▶ _Given request_: Transcribe the part of the Spark code review thread below that begins at the words "This is Spark" and stops after the words "unused owner parameter.".

Added some PR comments to highlight the points to review.

rednaxelafx · 2020-05-19T06:19:59Z

core/src/main/scala/org/apache/spark/util/ClosureCleaner.scala


+import scala.collection.JavaConverters._
 import scala.collection.mutable.{Map, Set, Stack}
 import scala.language.existentials


cc @kiszk note that the Spark 2.4 version of this file imports scala.language.existentials

rednaxelafx · 2020-05-19T06:21:01Z

core/src/main/scala/org/apache/spark/util/ClosureCleaner.scala

+    if (isScala2_11) {
+      // Keep existing behavior in Spark 2.4: assume Scala 2.11 doesn't use indylambda.
+      // NOTE: It's actually possible to turn on indylambda in Scala 2.11 via delambdafy:inline,
+      //       but that's not the default and we don't expect it to be in use.
+      return None
+    }


This is Spark 2.4-specific. It was there in the existing code in ClosureCleaner.getSerializedLambda, and I'm porting it over to the new code as well.

rednaxelafx · 2020-05-19T06:21:38Z

core/src/main/scala/org/apache/spark/util/ClosureCleaner.scala

+   *   enclosing "this", aka `$outer` in Scala.
+   */
+  def isInnerClassCtorCapturingOuter(
+      op: Int, name: String, desc: String, callerInternalName: String): Boolean = {


cc @kiszk I've addressed your comment in this Spark 2.4 backport PR: removed the unused owner parameter.

rednaxelafx · 2020-05-19T06:22:15Z

core/src/main/scala/org/apache/spark/util/ClosureCleaner.scala

+            // `$outer` chain. So this is NOT controlled by the `findTransitively` flag.
+            logDebug(s"    found inner class $ownerExternalName")
+            // val innerClassInfo = getOrUpdateClassInfo(owner)
+            val (innerClass, innerClassNode) = getOrUpdateClassInfo(owner)


cc @kiszk I've addressed your comment in this Spark 2.4 backport PR: use destructuring pattern matching assignment here. This is possible because of the extra import at the top of this file.

rednaxelafx · 2020-05-19T06:22:40Z

repl/src/test/scala/org/apache/spark/repl/SingletonReplSuite.scala

@@ -395,6 +395,67 @@ class SingletonReplSuite extends SparkFunSuite {
    assertDoesNotContain("Exception", output)
  }

+  test("SPARK-31399: should clone+clean line object w/ non-serializable state in ClosureCleaner") {


NOTE: these new tests pass in both Scala 2.11 and Scala 2.12 mode.

rednaxelafx · 2020-05-19T06:26:05Z

Hi @dongjoon-hyun and @dbtsai : could you please help review this backport PR? I did test the ClosureCleaner-related tests in both Scala 2.11 and Scala 2.12 builds locally before I sent out the PR, but it'd be nice to get some more Scala 2.12 testing.

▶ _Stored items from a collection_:

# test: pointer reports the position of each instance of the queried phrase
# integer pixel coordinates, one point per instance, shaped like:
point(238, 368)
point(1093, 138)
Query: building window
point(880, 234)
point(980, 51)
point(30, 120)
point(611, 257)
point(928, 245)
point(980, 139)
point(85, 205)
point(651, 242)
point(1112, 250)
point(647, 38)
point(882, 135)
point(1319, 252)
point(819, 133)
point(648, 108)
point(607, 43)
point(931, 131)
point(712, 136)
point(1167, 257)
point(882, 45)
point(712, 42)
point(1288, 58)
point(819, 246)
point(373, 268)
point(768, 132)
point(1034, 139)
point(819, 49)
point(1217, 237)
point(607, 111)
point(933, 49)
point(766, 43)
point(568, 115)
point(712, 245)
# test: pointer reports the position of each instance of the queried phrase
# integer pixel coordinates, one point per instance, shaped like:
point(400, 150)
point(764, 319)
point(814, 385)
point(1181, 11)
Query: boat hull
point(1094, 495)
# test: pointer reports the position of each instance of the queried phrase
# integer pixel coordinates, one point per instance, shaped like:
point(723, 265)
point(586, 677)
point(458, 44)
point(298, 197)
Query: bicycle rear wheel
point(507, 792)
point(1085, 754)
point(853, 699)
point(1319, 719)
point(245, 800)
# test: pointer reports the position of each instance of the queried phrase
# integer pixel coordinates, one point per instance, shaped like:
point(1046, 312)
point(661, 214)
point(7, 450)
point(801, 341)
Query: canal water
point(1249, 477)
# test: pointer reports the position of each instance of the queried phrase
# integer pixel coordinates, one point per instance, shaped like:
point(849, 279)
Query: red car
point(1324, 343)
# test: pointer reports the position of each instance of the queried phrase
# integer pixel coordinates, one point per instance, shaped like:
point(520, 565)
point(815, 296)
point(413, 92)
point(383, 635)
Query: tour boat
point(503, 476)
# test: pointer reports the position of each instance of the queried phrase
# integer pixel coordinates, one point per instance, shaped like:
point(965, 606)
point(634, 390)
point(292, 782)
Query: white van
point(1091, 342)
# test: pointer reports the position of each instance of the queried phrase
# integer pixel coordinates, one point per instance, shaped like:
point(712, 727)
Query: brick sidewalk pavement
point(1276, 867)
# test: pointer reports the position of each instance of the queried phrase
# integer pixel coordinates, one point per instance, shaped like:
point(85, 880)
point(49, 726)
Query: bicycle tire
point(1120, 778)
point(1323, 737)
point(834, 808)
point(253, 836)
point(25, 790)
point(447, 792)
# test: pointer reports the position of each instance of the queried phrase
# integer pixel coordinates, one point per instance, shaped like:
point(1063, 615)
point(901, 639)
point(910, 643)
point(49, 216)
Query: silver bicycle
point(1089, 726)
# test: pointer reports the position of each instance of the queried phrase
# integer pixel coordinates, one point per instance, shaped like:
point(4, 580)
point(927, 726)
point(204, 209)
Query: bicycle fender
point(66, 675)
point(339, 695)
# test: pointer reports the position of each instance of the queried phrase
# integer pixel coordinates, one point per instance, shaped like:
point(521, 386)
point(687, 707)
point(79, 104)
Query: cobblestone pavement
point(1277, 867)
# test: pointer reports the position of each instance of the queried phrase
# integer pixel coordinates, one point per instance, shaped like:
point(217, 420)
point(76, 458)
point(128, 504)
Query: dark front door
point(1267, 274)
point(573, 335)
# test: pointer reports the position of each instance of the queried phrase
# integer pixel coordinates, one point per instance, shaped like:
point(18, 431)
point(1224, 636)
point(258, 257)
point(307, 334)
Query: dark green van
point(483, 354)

▶ _Exercise solution_:
This is Spark 2.4-specific. It was there in the existing code in ClosureCleaner.getSerializedLambda, and I'm porting it over to the new code as well.

rednaxelafx · 2020-05-19T06:21:38Z

core/src/main/scala/org/apache/spark/util/ClosureCleaner.scala

+   *   enclosing "this", aka `$outer` in Scala.
+   */
+  def isInnerClassCtorCapturingOuter(
+      op: Int, name: String, desc: String, callerInternalName: String): Boolean = {


cc @kiszk I've addressed your comment in this Spark 2.4 backport PR: removed the unused owner parameter.